Dataset entries:
####
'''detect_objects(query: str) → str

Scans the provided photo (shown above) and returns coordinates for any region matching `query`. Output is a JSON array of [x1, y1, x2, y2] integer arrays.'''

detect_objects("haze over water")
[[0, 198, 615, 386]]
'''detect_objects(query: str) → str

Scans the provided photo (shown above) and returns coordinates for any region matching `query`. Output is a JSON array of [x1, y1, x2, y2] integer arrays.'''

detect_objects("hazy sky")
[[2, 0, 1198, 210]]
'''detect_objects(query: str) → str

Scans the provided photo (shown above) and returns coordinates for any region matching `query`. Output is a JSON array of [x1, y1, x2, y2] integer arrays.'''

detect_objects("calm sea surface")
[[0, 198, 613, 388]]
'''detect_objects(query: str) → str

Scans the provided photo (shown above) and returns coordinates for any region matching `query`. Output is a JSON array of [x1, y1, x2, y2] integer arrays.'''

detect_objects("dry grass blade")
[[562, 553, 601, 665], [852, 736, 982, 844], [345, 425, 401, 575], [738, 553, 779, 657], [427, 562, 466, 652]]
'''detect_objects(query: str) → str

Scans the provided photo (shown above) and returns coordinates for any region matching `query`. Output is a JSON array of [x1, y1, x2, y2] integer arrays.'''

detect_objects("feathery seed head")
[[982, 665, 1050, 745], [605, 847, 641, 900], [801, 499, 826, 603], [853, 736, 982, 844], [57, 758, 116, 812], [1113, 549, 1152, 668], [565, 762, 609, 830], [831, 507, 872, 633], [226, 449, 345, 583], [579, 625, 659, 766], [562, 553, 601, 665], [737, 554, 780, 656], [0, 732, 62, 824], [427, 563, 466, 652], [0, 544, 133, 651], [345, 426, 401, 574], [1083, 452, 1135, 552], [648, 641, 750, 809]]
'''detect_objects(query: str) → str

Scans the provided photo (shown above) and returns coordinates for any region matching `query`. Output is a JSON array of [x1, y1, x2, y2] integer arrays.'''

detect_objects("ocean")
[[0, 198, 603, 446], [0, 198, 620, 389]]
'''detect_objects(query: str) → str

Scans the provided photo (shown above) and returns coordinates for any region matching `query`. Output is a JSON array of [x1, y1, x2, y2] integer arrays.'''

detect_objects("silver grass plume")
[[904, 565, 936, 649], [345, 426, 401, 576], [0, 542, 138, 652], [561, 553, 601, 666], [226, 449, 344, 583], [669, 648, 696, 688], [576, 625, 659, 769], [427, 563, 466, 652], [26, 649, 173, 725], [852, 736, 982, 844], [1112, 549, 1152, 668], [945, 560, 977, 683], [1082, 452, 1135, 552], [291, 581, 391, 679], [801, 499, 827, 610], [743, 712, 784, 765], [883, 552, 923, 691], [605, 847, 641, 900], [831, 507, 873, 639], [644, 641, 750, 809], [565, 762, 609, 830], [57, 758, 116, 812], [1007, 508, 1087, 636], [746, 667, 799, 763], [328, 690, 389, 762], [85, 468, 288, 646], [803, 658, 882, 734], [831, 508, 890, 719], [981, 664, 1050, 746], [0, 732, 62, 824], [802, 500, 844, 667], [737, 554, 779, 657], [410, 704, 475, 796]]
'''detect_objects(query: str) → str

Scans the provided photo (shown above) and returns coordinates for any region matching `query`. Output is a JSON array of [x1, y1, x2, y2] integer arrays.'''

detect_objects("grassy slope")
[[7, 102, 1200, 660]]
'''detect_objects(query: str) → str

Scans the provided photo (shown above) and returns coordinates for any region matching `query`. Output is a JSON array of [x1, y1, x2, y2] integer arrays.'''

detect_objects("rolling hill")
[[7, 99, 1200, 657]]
####
_What is being asked_: All of the data above needs to be retyped exactly, with each line as it stands.

_Response area_:
'''detect_objects(query: str) → str

Scans the provided photo (shown above) and returns coordinates for any region matching `query`. Output is a JSON array of [x1, y1, x2, y2] integer arrays.'''

detect_objects("haze over water")
[[0, 198, 615, 386]]
'''detect_objects(query: str) → str

Scans the provided photo (shown above) and returns coordinates for any region matching `query`. Output is a JSON array of [x1, y1, x2, y2] integer arrays.'''

detect_objects("hazy sky")
[[2, 0, 1198, 210]]
'''detect_objects(query: str) → str

Scans the provided photo (shown above) and returns coordinates for any region matching `query`. Output is a JSON array of [x1, y1, x2, y2] integer arrays.'''

detect_objects("calm sea surface")
[[0, 198, 613, 388]]
'''detect_objects(query: str) → str

Scans the provided photo (shown above) and returns coordinates for any region matching `query`. Output is a JSON array of [x1, y1, x2, y2] integer arrays.'''

detect_objects("dry grass blade")
[[562, 553, 601, 665], [852, 736, 982, 844], [345, 425, 401, 575], [738, 553, 779, 657], [427, 562, 466, 652]]
'''detect_objects(query: str) → str

Scans the provided photo (shown above) and returns coordinates for any region matching `query`. Output is a JSON array of [x1, y1, x2, y2] integer arrays.'''

detect_objects("feathery seed head")
[[982, 665, 1050, 745], [605, 847, 641, 900], [801, 499, 826, 603], [853, 736, 982, 844], [57, 758, 116, 812], [1113, 549, 1152, 668], [565, 762, 609, 830], [831, 507, 872, 633], [226, 449, 345, 583], [579, 625, 659, 766], [562, 553, 601, 665], [737, 554, 780, 656], [0, 732, 62, 824], [427, 563, 466, 652], [0, 544, 133, 651], [345, 426, 401, 574], [1083, 452, 1135, 552], [648, 641, 750, 809]]
'''detect_objects(query: str) → str

Scans the provided photo (shown above) and returns coordinates for any region matching `query`. Output is a JSON array of [x1, y1, x2, y2] integer arrays.'''

detect_objects("ocean")
[[0, 198, 603, 446], [0, 198, 620, 389]]
'''detect_objects(query: str) → str

Scans the provided photo (shown above) and returns coordinates for any region matching `query`. Output is a JSON array of [x1, y1, x2, y2] integer arrays.'''

detect_objects("silver grass plume")
[[904, 565, 936, 649], [345, 426, 401, 576], [0, 542, 138, 652], [561, 553, 601, 666], [226, 449, 344, 583], [669, 648, 696, 688], [576, 625, 659, 769], [427, 563, 466, 652], [26, 649, 173, 725], [852, 736, 982, 844], [1112, 549, 1152, 668], [945, 560, 977, 683], [1082, 452, 1135, 552], [291, 581, 391, 679], [801, 499, 827, 610], [743, 712, 784, 765], [883, 552, 923, 691], [605, 847, 641, 900], [831, 507, 873, 639], [644, 641, 750, 809], [565, 762, 609, 830], [57, 758, 116, 812], [1007, 508, 1087, 636], [746, 667, 799, 763], [328, 690, 389, 762], [85, 468, 288, 646], [803, 658, 882, 734], [831, 508, 890, 719], [981, 664, 1050, 746], [0, 732, 62, 824], [802, 500, 844, 667], [737, 554, 779, 657], [410, 704, 475, 796]]
'''detect_objects(query: str) → str

Scans the provided photo (shown above) and returns coordinates for any region matching `query`. Output is a JSON array of [x1, y1, x2, y2] integer arrays.'''

detect_objects("grassy slope")
[[7, 102, 1200, 660]]
'''detect_objects(query: str) → str

Scans the provided photo (shown above) and returns coordinates for any region matching `query`. Output is a JSON array of [x1, y1, x2, y2] integer arrays.'''

detect_objects("rolling hill")
[[7, 99, 1200, 657]]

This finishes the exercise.